** start of Supplied information **

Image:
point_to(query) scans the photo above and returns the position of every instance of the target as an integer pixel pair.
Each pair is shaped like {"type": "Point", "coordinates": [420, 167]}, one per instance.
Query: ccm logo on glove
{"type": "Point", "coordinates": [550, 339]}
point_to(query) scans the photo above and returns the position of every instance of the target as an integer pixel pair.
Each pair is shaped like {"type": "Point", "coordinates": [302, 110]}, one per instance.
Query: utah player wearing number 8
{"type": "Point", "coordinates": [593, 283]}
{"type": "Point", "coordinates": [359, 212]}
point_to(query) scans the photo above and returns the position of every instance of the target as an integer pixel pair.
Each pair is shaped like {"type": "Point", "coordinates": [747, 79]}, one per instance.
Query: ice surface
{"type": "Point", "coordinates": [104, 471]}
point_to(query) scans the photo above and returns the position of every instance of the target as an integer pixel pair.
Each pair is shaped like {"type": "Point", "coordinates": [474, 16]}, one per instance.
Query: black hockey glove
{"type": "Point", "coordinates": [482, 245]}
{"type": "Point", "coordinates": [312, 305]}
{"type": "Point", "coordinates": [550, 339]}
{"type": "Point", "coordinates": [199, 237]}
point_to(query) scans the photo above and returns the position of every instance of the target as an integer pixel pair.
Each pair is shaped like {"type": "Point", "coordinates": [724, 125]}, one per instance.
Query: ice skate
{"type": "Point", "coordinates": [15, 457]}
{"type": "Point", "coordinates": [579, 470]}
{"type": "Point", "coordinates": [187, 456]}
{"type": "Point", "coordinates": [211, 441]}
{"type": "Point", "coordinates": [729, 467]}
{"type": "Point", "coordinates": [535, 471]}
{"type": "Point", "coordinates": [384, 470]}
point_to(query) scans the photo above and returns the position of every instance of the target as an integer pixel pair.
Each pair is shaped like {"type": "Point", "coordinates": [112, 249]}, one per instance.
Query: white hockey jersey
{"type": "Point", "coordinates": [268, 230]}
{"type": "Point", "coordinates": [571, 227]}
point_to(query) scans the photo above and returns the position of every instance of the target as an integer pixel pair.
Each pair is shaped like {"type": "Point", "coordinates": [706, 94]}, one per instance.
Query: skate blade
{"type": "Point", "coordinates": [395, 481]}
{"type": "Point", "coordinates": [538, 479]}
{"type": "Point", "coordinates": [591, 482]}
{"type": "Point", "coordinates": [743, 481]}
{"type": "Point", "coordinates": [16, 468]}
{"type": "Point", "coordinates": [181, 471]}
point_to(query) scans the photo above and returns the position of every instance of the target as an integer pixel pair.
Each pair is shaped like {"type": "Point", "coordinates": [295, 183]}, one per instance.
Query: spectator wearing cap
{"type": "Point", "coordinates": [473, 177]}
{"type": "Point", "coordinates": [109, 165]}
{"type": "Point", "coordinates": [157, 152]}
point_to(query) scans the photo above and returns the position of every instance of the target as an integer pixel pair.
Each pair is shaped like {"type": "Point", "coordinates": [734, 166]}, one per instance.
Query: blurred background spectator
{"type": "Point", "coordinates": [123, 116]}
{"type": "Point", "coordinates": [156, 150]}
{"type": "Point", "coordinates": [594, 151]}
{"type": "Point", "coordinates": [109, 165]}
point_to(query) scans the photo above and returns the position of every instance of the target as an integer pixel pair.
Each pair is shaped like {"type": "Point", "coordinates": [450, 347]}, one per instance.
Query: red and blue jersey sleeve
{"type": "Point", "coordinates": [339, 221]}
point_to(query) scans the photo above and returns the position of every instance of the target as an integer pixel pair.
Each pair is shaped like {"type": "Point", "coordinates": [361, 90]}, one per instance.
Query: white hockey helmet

** end of Supplied information **

Written instruction: Please pull out every line in the records that contains the string "spectator".

Exercise answer:
Query: spectator wearing cap
Query: blurred background spectator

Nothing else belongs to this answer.